Es una plataforma arenisca cortada de forma abrupta por el lecho del río Tormes donde se instaló el primer poblado hace más de 2.600 años, según Macarro y Alario, quienes han llevado a cabo el estudio arqueológico del yacimiento protohistórico, con estructuras muy evolucionadas ya características de la cultura del Soto de Medinilla.
En las excavaciones llevadas a cabo tras el derribo del Colegio Mayor Hispano-Americano, construido en la década de los cuarenta del siglo pasado al amparo de la Universidad Pontificia, se han descubierto los restos arqueológicos de un poblado de la Edad de Hierro I.
Dentro del espacio musealizado se pueden observar tres casas de planta circular y una rectangular: una muestra de las muchas más que formaban el caserío. Todas ellas con un hogar central donde se mantenía el fuego y un banco corrido adosado al muro, generalmente orientado al oeste, además de algunas estructuras domésticas auxiliares que le servirían de granero o almacén y que, actualmente, se hallan dentro de una estructura metálica de cubierta que las protege.
Las chozas estaban construidas fundamentalmente con adobes y techumbre de ramas y cañas mezcladas con barro e hileras de postes de refuerzo, y la parte más vulnerable del caserío, al noreste, iba fortificada por una ancha muralla terrera.

#### Serie de ejercicios
1. Reproduce palabra por palabra todo lo que va desde "Dentro del espacio" hasta "ancha muralla terrera." en el texto sobre el poblado protohistórico.
2. Enumera todos los materiales que, según el texto sobre el poblado protohistórico, se usaron para construir las chozas.
3. Convierte en una lista breve el párrafo del texto sobre el poblado protohistórico que empieza por "Dentro del espacio musealizado", conservando sus datos principales.

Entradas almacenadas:
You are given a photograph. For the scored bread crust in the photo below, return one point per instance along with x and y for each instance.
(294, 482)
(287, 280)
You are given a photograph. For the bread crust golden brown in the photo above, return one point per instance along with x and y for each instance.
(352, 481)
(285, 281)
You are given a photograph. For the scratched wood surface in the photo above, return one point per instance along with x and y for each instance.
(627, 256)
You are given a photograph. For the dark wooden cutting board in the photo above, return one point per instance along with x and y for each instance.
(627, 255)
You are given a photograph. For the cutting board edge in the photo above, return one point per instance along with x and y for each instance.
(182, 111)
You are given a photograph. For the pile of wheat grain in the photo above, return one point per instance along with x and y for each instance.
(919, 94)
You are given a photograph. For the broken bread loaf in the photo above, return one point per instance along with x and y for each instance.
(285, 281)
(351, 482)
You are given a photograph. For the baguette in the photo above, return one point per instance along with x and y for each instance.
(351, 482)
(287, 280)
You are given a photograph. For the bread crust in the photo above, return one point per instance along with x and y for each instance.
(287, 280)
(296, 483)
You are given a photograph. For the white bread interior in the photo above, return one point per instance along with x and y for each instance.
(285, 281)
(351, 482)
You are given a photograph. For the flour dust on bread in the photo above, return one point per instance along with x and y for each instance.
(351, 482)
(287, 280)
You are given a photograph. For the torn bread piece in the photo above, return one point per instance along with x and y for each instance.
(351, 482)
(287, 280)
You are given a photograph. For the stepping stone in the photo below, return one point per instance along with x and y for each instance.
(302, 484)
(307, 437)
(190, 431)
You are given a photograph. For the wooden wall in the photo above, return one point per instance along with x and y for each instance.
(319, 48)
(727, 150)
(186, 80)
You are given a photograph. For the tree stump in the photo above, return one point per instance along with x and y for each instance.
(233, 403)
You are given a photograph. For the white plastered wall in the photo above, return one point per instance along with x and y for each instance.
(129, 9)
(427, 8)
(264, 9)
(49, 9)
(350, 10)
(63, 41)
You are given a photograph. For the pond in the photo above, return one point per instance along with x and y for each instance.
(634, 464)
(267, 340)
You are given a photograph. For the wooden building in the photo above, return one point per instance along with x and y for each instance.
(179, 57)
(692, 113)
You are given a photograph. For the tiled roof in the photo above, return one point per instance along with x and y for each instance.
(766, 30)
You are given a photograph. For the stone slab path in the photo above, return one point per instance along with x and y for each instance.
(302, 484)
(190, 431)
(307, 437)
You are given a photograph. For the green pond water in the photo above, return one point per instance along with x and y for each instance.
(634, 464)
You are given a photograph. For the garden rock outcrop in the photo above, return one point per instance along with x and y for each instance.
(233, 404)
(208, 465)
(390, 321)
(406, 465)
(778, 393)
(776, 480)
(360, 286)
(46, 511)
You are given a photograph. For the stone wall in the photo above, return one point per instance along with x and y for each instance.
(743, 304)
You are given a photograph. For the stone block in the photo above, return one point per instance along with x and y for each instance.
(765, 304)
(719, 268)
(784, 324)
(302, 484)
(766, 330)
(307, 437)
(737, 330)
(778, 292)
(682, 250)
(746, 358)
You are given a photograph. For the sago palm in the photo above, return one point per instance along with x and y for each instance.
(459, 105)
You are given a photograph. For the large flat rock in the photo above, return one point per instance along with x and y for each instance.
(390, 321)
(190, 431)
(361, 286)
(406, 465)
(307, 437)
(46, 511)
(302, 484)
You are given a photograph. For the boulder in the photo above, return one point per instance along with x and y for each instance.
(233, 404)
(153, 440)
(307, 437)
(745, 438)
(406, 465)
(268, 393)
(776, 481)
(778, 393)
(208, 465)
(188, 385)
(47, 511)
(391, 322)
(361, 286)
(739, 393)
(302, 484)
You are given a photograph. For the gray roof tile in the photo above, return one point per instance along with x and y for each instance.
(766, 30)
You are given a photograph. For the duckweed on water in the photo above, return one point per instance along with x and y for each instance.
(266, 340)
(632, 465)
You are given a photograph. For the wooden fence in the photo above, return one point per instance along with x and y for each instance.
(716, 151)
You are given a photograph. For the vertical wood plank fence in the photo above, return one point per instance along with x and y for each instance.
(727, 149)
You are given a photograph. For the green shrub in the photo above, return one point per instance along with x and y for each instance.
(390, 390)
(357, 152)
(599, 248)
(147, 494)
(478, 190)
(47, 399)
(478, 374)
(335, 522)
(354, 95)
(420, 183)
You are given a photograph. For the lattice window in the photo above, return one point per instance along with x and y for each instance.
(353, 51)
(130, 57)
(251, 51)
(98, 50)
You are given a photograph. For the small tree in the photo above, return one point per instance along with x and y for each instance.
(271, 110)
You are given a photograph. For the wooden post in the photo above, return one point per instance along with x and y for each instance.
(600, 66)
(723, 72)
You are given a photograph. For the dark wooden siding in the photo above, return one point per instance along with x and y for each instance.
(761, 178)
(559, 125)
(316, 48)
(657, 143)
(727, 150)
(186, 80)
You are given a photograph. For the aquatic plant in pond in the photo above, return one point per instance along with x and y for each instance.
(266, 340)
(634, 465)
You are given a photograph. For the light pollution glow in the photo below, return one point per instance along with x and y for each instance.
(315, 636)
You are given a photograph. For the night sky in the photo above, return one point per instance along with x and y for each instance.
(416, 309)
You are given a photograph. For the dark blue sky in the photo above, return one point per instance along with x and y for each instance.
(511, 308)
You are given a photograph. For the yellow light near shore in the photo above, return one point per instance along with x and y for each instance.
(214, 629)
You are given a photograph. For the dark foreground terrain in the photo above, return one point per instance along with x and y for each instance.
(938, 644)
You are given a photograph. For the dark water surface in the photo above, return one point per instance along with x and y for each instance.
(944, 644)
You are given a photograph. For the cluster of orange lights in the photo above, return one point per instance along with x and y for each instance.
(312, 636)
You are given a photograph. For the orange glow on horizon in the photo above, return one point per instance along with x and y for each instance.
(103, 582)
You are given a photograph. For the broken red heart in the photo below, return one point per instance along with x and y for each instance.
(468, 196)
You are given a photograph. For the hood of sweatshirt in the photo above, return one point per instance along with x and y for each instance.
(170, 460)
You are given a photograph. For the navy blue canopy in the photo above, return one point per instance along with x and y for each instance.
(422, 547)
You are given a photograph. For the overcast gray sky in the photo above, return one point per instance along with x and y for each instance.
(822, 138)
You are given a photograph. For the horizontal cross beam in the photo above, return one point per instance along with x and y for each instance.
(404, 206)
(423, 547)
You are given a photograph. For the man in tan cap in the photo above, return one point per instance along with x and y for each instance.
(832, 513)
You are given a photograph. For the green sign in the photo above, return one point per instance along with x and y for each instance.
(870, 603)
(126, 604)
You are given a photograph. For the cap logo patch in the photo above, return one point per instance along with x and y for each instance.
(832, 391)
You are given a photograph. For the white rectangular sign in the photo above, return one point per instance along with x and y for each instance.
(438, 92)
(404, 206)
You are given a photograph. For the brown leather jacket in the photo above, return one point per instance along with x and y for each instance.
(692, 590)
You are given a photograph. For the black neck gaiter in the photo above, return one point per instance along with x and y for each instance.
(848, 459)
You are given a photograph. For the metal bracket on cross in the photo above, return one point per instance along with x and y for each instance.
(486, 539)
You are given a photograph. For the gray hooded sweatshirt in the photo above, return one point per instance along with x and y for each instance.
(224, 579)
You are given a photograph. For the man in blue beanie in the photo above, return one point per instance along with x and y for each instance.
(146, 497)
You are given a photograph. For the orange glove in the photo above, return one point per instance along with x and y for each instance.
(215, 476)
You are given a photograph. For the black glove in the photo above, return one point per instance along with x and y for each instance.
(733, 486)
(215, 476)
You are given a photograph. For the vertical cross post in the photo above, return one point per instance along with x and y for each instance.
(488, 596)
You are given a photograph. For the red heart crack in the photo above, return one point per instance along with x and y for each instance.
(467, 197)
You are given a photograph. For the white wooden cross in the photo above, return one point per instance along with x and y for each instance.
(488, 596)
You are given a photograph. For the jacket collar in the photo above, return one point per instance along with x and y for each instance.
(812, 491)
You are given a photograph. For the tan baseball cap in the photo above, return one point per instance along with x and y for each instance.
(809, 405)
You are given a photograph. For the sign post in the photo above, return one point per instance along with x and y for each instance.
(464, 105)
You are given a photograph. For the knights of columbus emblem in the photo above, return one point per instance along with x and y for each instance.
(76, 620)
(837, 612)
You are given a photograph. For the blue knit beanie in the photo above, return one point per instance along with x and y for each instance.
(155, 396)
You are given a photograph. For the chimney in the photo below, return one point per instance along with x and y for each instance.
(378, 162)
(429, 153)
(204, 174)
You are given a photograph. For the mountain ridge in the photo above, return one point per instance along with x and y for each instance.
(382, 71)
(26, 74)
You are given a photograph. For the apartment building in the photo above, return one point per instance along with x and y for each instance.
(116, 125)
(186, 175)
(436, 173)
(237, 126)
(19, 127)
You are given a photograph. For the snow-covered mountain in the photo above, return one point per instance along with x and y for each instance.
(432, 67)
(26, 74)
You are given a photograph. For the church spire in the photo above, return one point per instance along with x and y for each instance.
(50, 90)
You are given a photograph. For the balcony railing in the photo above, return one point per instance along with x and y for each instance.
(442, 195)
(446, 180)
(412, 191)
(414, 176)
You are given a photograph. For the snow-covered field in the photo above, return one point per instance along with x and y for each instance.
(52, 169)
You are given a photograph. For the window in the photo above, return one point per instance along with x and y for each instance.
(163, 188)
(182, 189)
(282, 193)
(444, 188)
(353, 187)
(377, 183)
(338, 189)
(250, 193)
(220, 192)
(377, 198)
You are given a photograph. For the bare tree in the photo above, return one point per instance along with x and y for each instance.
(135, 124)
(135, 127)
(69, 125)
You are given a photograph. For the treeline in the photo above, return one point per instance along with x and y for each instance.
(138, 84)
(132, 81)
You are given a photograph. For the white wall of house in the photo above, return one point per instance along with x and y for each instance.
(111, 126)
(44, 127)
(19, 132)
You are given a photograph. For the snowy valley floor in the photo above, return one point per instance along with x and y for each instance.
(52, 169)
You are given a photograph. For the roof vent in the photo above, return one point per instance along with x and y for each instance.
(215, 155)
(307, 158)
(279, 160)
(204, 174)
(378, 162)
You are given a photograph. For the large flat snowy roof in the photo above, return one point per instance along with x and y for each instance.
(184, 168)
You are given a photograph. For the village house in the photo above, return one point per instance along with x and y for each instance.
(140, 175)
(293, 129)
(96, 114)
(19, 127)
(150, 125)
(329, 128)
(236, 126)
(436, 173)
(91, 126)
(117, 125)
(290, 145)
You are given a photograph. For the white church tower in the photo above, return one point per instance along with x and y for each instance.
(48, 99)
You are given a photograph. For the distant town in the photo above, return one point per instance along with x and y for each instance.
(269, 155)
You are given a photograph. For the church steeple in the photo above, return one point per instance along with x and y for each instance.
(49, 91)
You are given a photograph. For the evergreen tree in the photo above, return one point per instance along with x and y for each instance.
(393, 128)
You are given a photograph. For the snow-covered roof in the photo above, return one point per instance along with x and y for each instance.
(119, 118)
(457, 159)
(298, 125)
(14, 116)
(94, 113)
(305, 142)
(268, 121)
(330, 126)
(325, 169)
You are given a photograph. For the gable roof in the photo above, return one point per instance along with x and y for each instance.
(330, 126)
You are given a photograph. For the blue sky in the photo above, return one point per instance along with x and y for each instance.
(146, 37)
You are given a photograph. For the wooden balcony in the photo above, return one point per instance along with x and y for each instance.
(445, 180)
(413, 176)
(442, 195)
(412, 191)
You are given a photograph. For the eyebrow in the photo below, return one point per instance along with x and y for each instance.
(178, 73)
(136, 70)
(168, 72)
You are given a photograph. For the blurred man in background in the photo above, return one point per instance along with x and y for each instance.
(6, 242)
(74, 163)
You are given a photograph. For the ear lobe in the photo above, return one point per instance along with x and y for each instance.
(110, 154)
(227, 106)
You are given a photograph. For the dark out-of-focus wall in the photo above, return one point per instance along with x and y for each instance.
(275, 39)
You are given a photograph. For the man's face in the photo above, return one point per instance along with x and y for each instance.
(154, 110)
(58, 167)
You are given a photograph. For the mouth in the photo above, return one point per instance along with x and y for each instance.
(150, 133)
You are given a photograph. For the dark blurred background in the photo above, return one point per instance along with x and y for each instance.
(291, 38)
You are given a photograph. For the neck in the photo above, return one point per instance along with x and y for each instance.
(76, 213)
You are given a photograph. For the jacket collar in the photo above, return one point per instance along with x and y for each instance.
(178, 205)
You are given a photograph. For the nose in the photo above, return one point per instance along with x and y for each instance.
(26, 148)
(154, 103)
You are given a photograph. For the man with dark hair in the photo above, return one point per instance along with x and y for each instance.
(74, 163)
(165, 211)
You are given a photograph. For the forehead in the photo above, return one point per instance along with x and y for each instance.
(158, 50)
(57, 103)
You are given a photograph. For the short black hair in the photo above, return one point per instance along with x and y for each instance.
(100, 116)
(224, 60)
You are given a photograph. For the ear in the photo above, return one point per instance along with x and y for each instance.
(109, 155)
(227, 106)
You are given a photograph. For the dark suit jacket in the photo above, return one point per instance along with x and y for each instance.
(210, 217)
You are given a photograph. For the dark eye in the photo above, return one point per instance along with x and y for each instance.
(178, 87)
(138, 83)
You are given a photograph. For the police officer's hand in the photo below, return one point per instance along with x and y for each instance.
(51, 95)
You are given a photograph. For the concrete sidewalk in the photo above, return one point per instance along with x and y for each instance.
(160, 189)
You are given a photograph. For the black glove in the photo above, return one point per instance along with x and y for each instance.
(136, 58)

#### Respuestas
1.
Dentro del espacio musealizado se pueden observar tres casas de planta circular y una rectangular: una muestra de las muchas más que formaban el caserío. Todas ellas con un hogar central donde se mantenía el fuego y un banco corrido adosado al muro, generalmente orientado al oeste, además de algunas estructuras domésticas auxiliares que le servirían de granero o almacén y que, actualmente, se hallan dentro de una estructura metálica de cubierta que las protege.
Las chozas estaban construidas fundamentalmente con adobes y techumbre de ramas y cañas mezcladas con barro e hileras de postes de refuerzo, y la parte más vulnerable del caserío, al noreste, iba fortificada por una ancha muralla terrera.

2.
- Adobes
- Ramas
- Cañas
- Barro
- Postes de refuerzo

3.
- En el espacio musealizado se ven tres casas de planta circular y una rectangular, una muestra de las muchas que formaban el caserío.
- Todas tienen un hogar central donde se mantenía el fuego.
- Todas tienen un banco corrido adosado al muro, generalmente orientado al oeste.
- Hay además algunas estructuras domésticas auxiliares que servirían de granero o almacén.
- Estas estructuras se hallan hoy dentro de una estructura metálica de cubierta que las protege.